■ **READING TEXT**:
== == ==
The child and his father are two of the many victims of the dirty secret operations that NATO conducted for years in Afghanistan. Their fate is described in secret documents to which SPIEGEL was given access. Some of the documents concerning the International Security Assistance Force (ISAF) and the NSA and GCHQ intelligence services are from the archive of whistleblower Edward Snowden. Included is the first known complete list of the Western alliance’s “targeted killings” in Afghanistan. The documents show that the deadly missions were not just viewed as a last resort to prevent attacks, but were in fact part of everyday life in the guerilla war in Afghanistan.

The existence of documents relating to the so-called Joint Prioritized Effects List (JPEL) has only been described in vague terms until now. The missions by US special units are mentioned but not discussed in detail in the US Army Afghanistan war logs published by WikiLeaks in 2010. The documents that have now become accessible provide, for the first time, a systematic view of the targeted killings. They outline the criteria used to determine who was placed on the list and why.
== == ==
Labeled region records

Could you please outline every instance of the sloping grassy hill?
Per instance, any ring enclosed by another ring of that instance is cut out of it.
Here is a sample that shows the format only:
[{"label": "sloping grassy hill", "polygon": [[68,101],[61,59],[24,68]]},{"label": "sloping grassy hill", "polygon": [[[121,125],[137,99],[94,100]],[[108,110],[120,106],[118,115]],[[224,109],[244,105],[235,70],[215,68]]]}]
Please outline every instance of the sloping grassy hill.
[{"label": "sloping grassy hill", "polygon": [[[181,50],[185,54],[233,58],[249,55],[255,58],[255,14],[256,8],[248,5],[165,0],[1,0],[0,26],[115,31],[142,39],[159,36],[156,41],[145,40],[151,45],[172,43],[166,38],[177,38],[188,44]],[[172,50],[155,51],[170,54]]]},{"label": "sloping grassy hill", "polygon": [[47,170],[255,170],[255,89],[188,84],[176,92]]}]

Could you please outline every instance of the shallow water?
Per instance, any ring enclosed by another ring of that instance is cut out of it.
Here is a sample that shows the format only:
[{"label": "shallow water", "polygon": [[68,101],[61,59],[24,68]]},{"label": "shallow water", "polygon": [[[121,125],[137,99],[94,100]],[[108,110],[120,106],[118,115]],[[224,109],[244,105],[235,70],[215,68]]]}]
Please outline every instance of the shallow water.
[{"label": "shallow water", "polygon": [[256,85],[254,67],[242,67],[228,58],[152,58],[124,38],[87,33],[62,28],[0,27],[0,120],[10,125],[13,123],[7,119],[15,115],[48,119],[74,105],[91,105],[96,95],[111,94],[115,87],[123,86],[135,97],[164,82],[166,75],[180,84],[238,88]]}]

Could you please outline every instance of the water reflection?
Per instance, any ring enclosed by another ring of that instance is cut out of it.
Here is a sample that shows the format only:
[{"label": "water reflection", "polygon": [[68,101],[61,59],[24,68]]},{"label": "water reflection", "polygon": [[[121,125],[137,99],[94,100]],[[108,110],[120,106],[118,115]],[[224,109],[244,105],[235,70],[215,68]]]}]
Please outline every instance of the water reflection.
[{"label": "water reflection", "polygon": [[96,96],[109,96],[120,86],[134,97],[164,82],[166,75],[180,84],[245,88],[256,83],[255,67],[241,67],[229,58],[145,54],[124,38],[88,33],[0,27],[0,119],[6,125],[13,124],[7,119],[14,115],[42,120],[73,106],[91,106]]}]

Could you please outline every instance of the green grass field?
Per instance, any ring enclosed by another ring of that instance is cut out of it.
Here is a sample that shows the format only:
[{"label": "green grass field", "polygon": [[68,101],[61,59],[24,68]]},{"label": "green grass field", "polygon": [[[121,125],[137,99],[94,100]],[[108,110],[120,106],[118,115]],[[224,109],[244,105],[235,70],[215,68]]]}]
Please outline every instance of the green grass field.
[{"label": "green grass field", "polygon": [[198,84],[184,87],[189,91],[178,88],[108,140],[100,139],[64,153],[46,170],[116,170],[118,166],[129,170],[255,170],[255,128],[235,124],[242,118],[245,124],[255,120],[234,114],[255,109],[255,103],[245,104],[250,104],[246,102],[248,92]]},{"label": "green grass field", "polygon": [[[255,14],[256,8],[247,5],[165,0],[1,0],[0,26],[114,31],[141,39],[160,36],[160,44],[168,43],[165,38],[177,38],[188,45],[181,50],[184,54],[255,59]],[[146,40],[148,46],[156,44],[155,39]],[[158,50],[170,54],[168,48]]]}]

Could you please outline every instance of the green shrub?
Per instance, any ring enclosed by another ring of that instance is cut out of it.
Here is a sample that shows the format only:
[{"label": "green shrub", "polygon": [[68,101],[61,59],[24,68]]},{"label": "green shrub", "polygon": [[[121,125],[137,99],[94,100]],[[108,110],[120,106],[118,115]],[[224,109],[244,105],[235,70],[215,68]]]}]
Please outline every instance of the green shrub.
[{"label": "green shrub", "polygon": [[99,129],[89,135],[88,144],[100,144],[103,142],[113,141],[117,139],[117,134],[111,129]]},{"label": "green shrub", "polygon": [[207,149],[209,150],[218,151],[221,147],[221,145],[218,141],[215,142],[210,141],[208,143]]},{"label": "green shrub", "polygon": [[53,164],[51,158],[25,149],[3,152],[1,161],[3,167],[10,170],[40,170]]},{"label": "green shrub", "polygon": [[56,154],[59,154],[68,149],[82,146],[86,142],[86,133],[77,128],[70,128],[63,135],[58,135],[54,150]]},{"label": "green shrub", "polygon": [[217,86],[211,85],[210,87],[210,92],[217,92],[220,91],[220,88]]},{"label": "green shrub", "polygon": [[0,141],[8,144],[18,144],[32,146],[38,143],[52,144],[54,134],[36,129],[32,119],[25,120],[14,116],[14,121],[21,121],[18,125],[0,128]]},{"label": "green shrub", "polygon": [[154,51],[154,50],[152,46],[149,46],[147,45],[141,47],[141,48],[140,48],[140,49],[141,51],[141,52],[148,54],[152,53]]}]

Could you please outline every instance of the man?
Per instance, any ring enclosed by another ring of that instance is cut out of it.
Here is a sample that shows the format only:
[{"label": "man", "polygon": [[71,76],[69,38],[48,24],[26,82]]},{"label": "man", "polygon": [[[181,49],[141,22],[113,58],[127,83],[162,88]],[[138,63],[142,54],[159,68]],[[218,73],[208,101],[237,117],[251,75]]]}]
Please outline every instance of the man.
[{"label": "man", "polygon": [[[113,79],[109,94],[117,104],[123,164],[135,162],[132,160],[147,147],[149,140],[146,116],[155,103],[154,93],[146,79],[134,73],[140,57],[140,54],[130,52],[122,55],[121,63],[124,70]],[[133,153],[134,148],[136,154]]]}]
== == ==
■ **PARTS OF THE EXERCISE**:
- 1) In the article on NATO's targeted killings in Afghanistan, translate this sentence into Spanish: "They outline the criteria used to determine who was placed on the list and why."
- 2) Filter the rows, copying each line that contains the string "grassy". Case counts.

■ **WRITTEN RESPONSES**:
- 1) Describen los criterios utilizados para determinar quién fue incluido en la lista y por qué.

- 2)
Could you please outline every instance of the sloping grassy hill?
[{"label": "sloping grassy hill", "polygon": [[68,101],[61,59],[24,68]]},{"label": "sloping grassy hill", "polygon": [[[121,125],[137,99],[94,100]],[[108,110],[120,106],[118,115]],[[224,109],[244,105],[235,70],[215,68]]]}]
Please outline every instance of the sloping grassy hill.
[{"label": "sloping grassy hill", "polygon": [[[181,50],[185,54],[233,58],[249,55],[255,58],[255,14],[256,8],[248,5],[165,0],[1,0],[0,26],[115,31],[142,39],[159,36],[156,41],[145,40],[151,45],[172,43],[166,38],[177,38],[188,44]],[[172,50],[155,51],[170,54]]]},{"label": "sloping grassy hill", "polygon": [[47,170],[255,170],[255,89],[188,84],[176,92]]}]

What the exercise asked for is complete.